#### Requirement
Copy nothing but the text: repeat each entry exactly and drop the images.

#### Dataset excerpts
****************************************
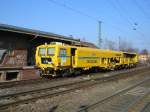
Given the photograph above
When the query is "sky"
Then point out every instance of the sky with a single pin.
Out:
(127, 19)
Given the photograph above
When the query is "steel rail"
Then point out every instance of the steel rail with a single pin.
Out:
(72, 86)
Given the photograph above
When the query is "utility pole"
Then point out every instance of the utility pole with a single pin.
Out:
(119, 43)
(99, 34)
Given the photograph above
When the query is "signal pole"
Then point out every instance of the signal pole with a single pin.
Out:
(99, 34)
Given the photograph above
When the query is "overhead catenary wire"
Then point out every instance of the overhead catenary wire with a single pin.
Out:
(74, 10)
(141, 9)
(129, 20)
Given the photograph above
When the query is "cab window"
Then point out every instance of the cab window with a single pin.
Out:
(63, 52)
(42, 51)
(51, 51)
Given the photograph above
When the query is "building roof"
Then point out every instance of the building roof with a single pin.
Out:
(11, 28)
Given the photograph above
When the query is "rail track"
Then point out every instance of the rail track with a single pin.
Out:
****************************************
#### Complete output
Given the photograph above
When the query is "sky"
Then point out every instance of the sky with a single pin.
Out:
(127, 19)
Given the photograph above
When the query is "steel rail"
Then point out every instance of the steel rail with a single pin.
Out:
(72, 86)
Given the photograph above
When the query is "utility pole"
Then point out every instance of the utility pole with a single pin.
Out:
(119, 43)
(99, 34)
Given the photograph above
When the query is "signal pole"
Then point out every instance of the signal pole with a single pin.
Out:
(99, 34)
Given the photograph above
When the query is "overhead catenary wire"
Then point out every instance of the overhead catenary wire with a single pin.
Out:
(74, 10)
(141, 9)
(129, 20)
Given the photograph above
When the query is "cab window"
Then point out every instance of the cab window with a single pin.
Out:
(63, 52)
(42, 51)
(51, 51)
Given the photograph above
When the query is "building roof"
Then point out every instance of the building roof with a single pin.
Out:
(11, 28)
Given the photograph above
When the query is "rail track"
Then point out every instance of the rail track with a single pin.
Out:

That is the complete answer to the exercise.